Your goal: Every record here should be printed again exactly.
● ● ● ● ● ● ●
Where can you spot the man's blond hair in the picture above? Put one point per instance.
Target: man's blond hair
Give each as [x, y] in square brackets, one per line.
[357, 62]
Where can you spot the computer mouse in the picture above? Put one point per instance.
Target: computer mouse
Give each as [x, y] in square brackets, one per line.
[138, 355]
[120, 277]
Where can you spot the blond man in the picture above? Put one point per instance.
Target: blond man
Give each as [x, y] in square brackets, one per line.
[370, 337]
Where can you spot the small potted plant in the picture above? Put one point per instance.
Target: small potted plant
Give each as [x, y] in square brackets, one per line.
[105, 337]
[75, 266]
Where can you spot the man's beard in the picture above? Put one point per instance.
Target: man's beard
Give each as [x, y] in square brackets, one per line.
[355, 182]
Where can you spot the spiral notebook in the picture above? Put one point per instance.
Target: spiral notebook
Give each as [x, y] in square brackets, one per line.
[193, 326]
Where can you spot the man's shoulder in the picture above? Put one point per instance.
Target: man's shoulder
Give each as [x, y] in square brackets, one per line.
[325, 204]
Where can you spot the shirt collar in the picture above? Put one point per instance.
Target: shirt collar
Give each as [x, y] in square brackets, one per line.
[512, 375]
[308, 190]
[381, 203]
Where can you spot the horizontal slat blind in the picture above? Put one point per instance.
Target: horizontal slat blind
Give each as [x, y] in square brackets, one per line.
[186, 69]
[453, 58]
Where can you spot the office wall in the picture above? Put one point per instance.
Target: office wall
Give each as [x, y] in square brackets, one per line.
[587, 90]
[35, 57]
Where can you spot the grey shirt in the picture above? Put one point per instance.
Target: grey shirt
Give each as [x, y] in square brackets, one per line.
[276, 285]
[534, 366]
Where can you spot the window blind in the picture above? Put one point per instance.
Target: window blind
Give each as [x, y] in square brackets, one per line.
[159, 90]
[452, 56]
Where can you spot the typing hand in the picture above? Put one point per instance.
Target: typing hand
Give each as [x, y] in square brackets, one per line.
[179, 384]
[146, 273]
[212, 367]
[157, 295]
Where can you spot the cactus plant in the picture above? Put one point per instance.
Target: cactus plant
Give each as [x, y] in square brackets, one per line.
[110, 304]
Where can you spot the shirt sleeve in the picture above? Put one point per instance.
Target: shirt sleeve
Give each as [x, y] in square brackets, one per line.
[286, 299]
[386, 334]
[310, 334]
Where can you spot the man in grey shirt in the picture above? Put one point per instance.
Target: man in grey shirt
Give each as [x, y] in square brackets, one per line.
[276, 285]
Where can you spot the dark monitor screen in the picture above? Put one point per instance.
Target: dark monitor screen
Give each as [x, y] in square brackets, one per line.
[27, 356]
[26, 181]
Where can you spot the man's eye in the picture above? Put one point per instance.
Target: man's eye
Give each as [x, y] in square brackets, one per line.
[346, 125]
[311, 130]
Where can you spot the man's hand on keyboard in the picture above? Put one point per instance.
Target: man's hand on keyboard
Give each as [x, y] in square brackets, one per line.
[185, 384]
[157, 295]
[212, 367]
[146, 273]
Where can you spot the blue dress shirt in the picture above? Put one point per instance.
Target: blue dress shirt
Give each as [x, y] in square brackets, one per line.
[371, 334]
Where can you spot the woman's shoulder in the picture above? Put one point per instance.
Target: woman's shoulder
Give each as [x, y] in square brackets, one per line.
● ● ● ● ● ● ●
Full output:
Where can you spot the man's blond hair in the picture above? Put one point per instance.
Target: man's blond hair
Give each as [x, y] in square brackets, one per line.
[357, 62]
Where can you spot the computer mouse in the picture above? Put one point per instance.
Target: computer mouse
Give each as [x, y] in square brackets, one per line.
[138, 355]
[120, 277]
Where can you spot the blond man in the picture above? Put one point per instance.
Target: blond man
Give each as [x, y] in square brackets, one per line.
[370, 337]
Where can you spot the small potted plant in the picture above? Put one point per instance.
Target: small potted plant
Give each as [x, y] in square brackets, one per line.
[105, 337]
[75, 266]
Where can you spot the man's beard in the picture above? Put one point per instance.
Target: man's beard
Give each as [x, y] in square brackets, one per line.
[355, 182]
Where can you spot the spiral notebook in the picture above? Put one point per instance.
Target: spiral notebook
Give each as [x, y] in square brackets, one per line.
[193, 326]
Where can you spot the man's shoulder in the picture above? Put one point per instance.
Target: man's shoulder
Give each as [x, y] in square brackets, one per line.
[325, 204]
Where can you spot the shirt collar in the picture above? Put one point per instance.
Target: shirt collar
Give each as [x, y] in square brackets, one per line.
[512, 375]
[308, 190]
[381, 203]
Where can you spot the horizontal slat blind in the picture above? Put one point per instance.
Target: horizontal slat blind
Give each as [x, y] in square brackets, one per line.
[186, 69]
[453, 58]
Where can you spot the office wall in the picture above? Put one point per instance.
Target: office wall
Give each as [x, y] in square brackets, one per line.
[587, 90]
[35, 57]
Where can you spot the grey shirt in the picture above? Put one point per instance.
Target: grey shirt
Give each as [x, y] in square brackets, one per line.
[276, 285]
[534, 366]
Where can you spot the window blind in the picture above? Put one point per instance.
Target: window blind
Give each as [x, y] in square brackets, one per line.
[159, 90]
[452, 56]
Where can you spot the typing hand in the picture above? Put one point per instance.
Target: typing hand
Give each as [x, y] in square brackets, one per line.
[179, 384]
[146, 273]
[212, 367]
[157, 295]
Where can you spot the cactus plant in the picture above? Put one point per instance.
Target: cactus plant
Give each as [x, y] in square brackets, one per line.
[110, 304]
Where can you spot the shirt sleeve in the picture above? Put one point per instance.
Target: shirt sleeve
Give each as [x, y] in square brackets, one per line.
[286, 299]
[386, 334]
[310, 334]
Where can you spot the man in grey shirt in the picture above? Put one point per instance.
Target: man in grey shirt
Give each as [x, y] in square brackets, one per line.
[276, 285]
Where can you spot the dark monitor screen in the picture above? Put one point per instance.
Target: dark monitor screen
Give each as [x, y] in square brackets, one per line.
[27, 356]
[26, 181]
Where can you spot the man's eye in the picture above? Put one point per instance.
Target: man's eye
Give each as [x, y] in square brackets, one per line.
[346, 125]
[311, 130]
Where can you spot the man's hand on keyboard in the picture above? Put one point per instance.
Target: man's hand on keyboard
Give each as [x, y] in square brackets, one per line.
[185, 384]
[157, 295]
[212, 367]
[146, 273]
Where can you spot the blue dress shirt in the picture above? Put one point per instance.
Target: blue dress shirt
Give each as [x, y] in square brackets, one per line.
[371, 334]
Where can you spot the woman's shoulder in the picture above? Put one point per instance.
Target: woman's shoulder
Give each as [x, y] in square brackets, one per line.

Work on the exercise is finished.